• EXERCISE REQUIREMENTS
Can you carry over the lines of the listing, starting at the line containing "Target: volcanic sand" and ending at the end of the listing, keeping every line's wording but adding 91 to each x and y coordinate?

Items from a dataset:
----

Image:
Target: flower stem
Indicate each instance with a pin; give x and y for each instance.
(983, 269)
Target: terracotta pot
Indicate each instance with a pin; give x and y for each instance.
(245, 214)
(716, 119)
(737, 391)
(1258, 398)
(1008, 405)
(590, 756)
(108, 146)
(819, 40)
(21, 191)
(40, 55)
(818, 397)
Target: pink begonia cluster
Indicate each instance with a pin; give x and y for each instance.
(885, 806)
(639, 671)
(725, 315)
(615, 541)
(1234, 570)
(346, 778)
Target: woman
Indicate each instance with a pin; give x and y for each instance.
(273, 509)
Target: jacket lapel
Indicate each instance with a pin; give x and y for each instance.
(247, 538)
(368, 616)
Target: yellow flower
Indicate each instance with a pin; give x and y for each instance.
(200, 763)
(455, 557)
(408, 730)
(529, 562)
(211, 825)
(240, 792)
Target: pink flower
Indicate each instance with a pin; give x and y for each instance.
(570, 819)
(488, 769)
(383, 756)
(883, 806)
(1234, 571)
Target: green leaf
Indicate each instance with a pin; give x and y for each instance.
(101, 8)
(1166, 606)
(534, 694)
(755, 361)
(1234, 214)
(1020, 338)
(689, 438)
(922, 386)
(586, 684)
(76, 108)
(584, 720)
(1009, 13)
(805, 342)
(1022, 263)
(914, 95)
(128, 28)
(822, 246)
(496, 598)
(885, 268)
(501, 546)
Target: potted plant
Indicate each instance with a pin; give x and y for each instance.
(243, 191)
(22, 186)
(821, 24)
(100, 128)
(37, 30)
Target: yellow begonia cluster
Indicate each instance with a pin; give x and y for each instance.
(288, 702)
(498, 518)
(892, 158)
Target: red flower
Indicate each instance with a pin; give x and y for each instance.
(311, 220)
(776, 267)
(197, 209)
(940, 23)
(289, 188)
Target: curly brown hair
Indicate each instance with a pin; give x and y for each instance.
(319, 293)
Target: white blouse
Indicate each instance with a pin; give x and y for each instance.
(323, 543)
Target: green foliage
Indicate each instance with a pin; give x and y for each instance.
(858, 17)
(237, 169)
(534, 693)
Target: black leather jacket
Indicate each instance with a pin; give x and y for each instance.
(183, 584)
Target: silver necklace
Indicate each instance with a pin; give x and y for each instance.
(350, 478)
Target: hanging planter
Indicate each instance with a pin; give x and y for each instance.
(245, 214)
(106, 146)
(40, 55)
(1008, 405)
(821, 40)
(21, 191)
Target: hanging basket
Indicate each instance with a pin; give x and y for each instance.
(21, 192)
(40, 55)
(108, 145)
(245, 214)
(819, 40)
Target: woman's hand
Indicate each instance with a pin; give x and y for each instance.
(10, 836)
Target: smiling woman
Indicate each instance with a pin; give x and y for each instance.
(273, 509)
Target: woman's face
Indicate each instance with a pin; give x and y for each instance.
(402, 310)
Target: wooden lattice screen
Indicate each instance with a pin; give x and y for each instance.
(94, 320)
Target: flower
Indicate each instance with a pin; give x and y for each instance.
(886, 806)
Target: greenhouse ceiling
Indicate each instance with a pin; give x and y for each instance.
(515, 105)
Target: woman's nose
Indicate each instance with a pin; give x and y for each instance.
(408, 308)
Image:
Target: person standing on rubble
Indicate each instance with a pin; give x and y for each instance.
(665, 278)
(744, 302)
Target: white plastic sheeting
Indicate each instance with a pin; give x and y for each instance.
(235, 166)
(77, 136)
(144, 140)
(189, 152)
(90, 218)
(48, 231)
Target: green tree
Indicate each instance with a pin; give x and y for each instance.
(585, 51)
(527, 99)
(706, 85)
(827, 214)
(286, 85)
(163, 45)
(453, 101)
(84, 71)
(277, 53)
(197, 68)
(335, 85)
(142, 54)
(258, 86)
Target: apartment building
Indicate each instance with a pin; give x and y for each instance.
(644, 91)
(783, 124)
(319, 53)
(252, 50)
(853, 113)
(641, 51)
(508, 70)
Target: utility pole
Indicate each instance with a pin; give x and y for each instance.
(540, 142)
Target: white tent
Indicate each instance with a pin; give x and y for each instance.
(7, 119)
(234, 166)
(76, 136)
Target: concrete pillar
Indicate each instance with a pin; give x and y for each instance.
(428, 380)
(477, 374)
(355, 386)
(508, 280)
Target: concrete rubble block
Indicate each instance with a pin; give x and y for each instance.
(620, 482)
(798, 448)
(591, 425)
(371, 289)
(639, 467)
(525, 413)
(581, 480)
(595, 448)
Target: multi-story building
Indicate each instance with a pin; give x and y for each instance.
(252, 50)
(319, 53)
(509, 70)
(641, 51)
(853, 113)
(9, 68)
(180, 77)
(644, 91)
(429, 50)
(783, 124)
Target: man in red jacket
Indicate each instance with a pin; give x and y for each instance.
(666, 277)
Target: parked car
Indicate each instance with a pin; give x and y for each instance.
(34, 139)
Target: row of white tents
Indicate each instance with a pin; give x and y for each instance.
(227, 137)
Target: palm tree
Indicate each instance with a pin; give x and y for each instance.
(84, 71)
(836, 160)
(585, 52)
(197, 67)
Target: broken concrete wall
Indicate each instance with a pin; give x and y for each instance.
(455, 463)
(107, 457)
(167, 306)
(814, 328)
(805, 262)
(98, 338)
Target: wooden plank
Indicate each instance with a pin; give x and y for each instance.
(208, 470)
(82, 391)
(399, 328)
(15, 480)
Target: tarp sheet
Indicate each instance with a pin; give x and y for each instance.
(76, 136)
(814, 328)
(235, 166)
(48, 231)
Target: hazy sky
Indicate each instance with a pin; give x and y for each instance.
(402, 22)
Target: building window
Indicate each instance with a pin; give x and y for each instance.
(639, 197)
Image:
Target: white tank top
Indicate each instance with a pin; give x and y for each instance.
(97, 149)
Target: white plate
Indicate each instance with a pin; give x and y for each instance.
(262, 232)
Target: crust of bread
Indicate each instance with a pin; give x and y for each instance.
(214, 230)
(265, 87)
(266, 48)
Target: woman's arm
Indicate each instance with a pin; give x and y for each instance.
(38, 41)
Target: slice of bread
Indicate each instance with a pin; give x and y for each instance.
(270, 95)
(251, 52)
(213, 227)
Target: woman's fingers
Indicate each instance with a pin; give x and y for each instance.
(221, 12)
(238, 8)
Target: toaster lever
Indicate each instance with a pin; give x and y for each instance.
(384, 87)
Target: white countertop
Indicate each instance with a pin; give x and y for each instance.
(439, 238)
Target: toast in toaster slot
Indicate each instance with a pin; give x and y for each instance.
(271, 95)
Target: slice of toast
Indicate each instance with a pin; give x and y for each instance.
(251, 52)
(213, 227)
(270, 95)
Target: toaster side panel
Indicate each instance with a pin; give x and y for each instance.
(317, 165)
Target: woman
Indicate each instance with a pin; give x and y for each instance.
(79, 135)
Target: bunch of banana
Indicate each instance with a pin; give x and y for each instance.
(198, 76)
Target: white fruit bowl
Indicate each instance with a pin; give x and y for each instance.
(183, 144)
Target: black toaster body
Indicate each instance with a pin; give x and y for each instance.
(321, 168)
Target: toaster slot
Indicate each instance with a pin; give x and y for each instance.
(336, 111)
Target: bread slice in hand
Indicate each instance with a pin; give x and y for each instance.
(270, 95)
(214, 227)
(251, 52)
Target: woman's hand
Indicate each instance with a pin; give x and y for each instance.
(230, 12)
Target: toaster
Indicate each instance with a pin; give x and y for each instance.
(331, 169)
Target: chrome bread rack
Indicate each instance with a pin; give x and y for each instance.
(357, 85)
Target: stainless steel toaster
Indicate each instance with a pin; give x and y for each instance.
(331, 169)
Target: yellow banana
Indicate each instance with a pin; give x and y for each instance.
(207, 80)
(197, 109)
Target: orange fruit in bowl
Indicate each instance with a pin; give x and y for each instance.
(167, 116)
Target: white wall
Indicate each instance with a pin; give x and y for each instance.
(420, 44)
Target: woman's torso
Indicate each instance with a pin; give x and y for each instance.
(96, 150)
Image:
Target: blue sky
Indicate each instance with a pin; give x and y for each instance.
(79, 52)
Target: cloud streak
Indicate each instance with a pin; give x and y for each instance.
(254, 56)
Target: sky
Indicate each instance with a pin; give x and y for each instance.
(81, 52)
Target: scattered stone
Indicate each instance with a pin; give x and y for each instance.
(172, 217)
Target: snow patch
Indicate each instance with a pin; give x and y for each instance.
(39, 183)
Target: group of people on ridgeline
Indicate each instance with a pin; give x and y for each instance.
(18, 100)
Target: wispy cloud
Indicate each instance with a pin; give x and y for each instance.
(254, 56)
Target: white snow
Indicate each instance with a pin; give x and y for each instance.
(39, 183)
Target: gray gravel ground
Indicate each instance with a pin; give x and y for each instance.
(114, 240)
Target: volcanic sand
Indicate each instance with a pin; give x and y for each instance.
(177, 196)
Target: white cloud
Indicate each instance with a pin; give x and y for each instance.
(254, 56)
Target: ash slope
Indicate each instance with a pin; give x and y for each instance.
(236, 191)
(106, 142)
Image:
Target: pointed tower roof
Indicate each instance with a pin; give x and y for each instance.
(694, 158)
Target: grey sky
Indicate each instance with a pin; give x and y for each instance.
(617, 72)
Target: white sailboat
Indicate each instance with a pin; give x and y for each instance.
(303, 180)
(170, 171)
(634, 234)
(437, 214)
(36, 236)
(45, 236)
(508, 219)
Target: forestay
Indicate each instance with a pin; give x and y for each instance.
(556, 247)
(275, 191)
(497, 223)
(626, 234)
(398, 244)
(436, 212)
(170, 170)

----

• RESPONSE TO THIS TASK
Target: volcanic sand
Indicate each instance with a pin; give x and y for each instance.
(268, 287)
Target: white cloud
Indicate each instance with a pin; give x and y for each instance.
(345, 147)
Target: ash slope
Indicate each instance with a pin; give x and y for each instance.
(327, 282)
(197, 233)
Image:
Target: pointed tower roof
Indicate each instance with a pin; give x and y for each instance.
(785, 249)
Target: grey sky
Indicate each instance with a pin; give x and y for each instance.
(708, 163)
Target: white sailboat
Indicate each instance with a pin; give x and y for each instance.
(394, 271)
(261, 262)
(725, 325)
(528, 305)
(127, 327)
(136, 327)
(599, 310)
Target: forestay
Indicate each instance with a pin; give x and y for each instance.
(647, 338)
(366, 282)
(588, 314)
(717, 325)
(489, 335)
(527, 303)
(261, 261)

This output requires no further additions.